Prompt
Without altering a single word, repeat the records that follow.

Data

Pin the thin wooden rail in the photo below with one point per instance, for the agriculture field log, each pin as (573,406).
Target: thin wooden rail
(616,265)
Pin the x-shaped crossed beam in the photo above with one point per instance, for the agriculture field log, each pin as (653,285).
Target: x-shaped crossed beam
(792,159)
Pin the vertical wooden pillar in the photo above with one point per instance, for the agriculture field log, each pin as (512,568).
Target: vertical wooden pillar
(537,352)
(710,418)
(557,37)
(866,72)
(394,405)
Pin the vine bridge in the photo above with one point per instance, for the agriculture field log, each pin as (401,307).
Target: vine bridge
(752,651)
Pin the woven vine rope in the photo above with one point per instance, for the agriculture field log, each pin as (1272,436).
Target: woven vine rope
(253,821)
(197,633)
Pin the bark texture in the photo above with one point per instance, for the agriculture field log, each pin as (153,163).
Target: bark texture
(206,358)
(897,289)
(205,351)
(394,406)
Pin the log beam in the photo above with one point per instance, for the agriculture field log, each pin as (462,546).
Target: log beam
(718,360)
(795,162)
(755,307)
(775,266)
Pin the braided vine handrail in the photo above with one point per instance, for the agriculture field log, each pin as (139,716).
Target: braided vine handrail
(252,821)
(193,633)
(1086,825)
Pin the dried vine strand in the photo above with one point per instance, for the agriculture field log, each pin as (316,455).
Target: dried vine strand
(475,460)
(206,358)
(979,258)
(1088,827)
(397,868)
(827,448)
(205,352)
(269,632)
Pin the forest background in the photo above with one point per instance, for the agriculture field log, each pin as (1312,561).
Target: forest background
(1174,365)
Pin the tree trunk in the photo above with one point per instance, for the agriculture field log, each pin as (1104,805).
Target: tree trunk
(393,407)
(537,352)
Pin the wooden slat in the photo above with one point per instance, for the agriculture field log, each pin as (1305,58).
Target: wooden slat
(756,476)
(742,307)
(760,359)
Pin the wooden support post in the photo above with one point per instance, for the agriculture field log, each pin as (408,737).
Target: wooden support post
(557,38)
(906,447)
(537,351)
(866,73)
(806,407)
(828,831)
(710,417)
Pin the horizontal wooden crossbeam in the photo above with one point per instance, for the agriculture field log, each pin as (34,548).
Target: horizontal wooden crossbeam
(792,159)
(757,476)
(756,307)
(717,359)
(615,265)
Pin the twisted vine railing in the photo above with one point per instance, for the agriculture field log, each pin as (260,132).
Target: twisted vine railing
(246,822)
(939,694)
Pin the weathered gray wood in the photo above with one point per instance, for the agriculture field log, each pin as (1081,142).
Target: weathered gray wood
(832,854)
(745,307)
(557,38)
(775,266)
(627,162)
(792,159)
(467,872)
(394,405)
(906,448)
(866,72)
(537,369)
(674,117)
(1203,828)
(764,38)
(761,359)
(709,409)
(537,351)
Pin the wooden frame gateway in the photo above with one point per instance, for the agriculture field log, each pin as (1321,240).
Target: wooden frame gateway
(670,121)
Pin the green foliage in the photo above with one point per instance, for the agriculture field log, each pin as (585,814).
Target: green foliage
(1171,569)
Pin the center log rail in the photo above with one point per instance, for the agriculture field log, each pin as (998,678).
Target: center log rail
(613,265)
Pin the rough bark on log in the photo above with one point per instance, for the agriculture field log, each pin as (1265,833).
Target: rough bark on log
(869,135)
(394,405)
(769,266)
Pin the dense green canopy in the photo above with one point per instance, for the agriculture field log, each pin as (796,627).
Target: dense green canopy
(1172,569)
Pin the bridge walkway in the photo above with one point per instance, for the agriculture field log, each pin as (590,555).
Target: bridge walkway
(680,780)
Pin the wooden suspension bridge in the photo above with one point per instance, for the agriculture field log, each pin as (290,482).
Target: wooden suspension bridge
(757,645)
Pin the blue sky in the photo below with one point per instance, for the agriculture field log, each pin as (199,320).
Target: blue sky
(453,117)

Exercise solution
Pin the thin wooden rail in the photo below with one point per instance, for the agriculture field log, each pin as (573,406).
Target: thin wooden rail
(616,265)
Pin the x-shaped crossed beam in the photo above with one point per instance, for the agriculture field log, each pin as (653,285).
Target: x-shaped crossed beam
(792,159)
Pin the vertical wooden pillar in the photo above with one point per instance, for the agriculture field log, each pin as (512,568).
Target: vertical wooden pillar
(537,352)
(710,418)
(557,37)
(866,72)
(394,405)
Pin the vine bridge in the photo above with one point per instance, for the agriculture field log, each pin as (401,307).
Target: vine bridge
(752,651)
Pin the woven vine rope in the photo above with one point per instance, for the agriculture field log, each pin as (1272,436).
Target: woven vine rope
(253,821)
(197,633)
Pin the bark texture in the photo above with one point per instance, for the agriculture field log, each pin as (153,163).
Target: bark texture
(206,358)
(897,289)
(205,351)
(394,406)
Pin the log beam in the photo above with one point per instance, for the agriculture field log, each pin as (462,546).
Target: log beam
(718,360)
(795,162)
(755,307)
(775,266)
Pin the braided vine handrail in the photo above with one point per instance, for the agriculture field log, each pin as (139,716).
Target: braided vine handrail
(252,821)
(193,633)
(1086,825)
Pin the dried vine strand in the photo above with one point per instance, for the agriculture field log, each pin as (316,455).
Target: dried vine strand
(475,460)
(206,358)
(979,258)
(1088,827)
(397,868)
(827,448)
(205,352)
(269,632)
Pin the forest background in the photo above with one point per instance, for the agriculture field log, each pin as (1312,561).
Target: forest background
(1174,365)
Pin the tree trunk in the photo above with one point per instance, for the agriculture field log, each pin as (1104,805).
Target: tree trunk
(393,407)
(537,352)
Pin the wooden slat in the photo above with one point per instance, for the agriculture field log, each pin as (1305,58).
Target: wooden slat
(756,476)
(742,307)
(760,359)
Pin the wooden support post in the photo above with one point per instance, for the agriculture field log, each pin as (408,737).
Target: wooden support post
(557,38)
(906,447)
(537,351)
(866,73)
(806,407)
(828,831)
(710,417)
Pin the horizontal wooden crossbeam in the photo above with one point per instance, for the agriculture field log, each pin as (34,548).
Target: horizontal wooden crossbeam
(792,159)
(757,476)
(756,307)
(717,359)
(615,265)
Pin the twisted vine railing in the photo above with one point per instance, for the agriculture field log, each pin as (260,132).
Target: twisted vine railing
(246,822)
(939,694)
Pin the weathered gray wood in the photo above with one point per instance, for the agriculture field log, each pin as (1081,142).
Target: weathered gray wood
(832,854)
(745,307)
(557,38)
(775,266)
(627,162)
(792,159)
(467,872)
(394,405)
(906,448)
(866,72)
(537,369)
(674,117)
(1203,828)
(764,38)
(761,359)
(709,409)
(537,351)
Pin the wooden frame gateway in the photo above with one point per instance, for the agriculture field log, each pin as (1321,240).
Target: wooden frame gateway
(670,121)
Pin the green foliage in the photo above with one point per instance, for the agriculture field log, each pin as (585,814).
Target: green foliage
(1171,569)
Pin the center log rail in the photo above with one point per instance, for the agriculture field log, each pin as (998,678).
Target: center log rail
(613,265)
Pin the rough bark on log in the photo above with one point per instance, for the agriculture field log, each pin as (1265,833).
Target: rough bark on log
(869,135)
(394,405)
(769,266)
Pin the dense green canopy in the photo above with one point per instance, for the agriculture field log, each pin as (796,627).
Target: dense green canopy
(1172,569)
Pin the bridge walkway in the photo above with one point per instance, for the agriculture field log, each pin as (590,555).
Target: bridge walkway
(680,780)
Pin the wooden suspension bridge in the photo above with one point per instance, for the agriculture field log, each pin as (290,482).
Target: wooden suspension bridge
(757,645)
Pin the blue sky in the photo below with one point per instance, for the agriculture field log, each pin as (199,320).
Target: blue sky
(453,117)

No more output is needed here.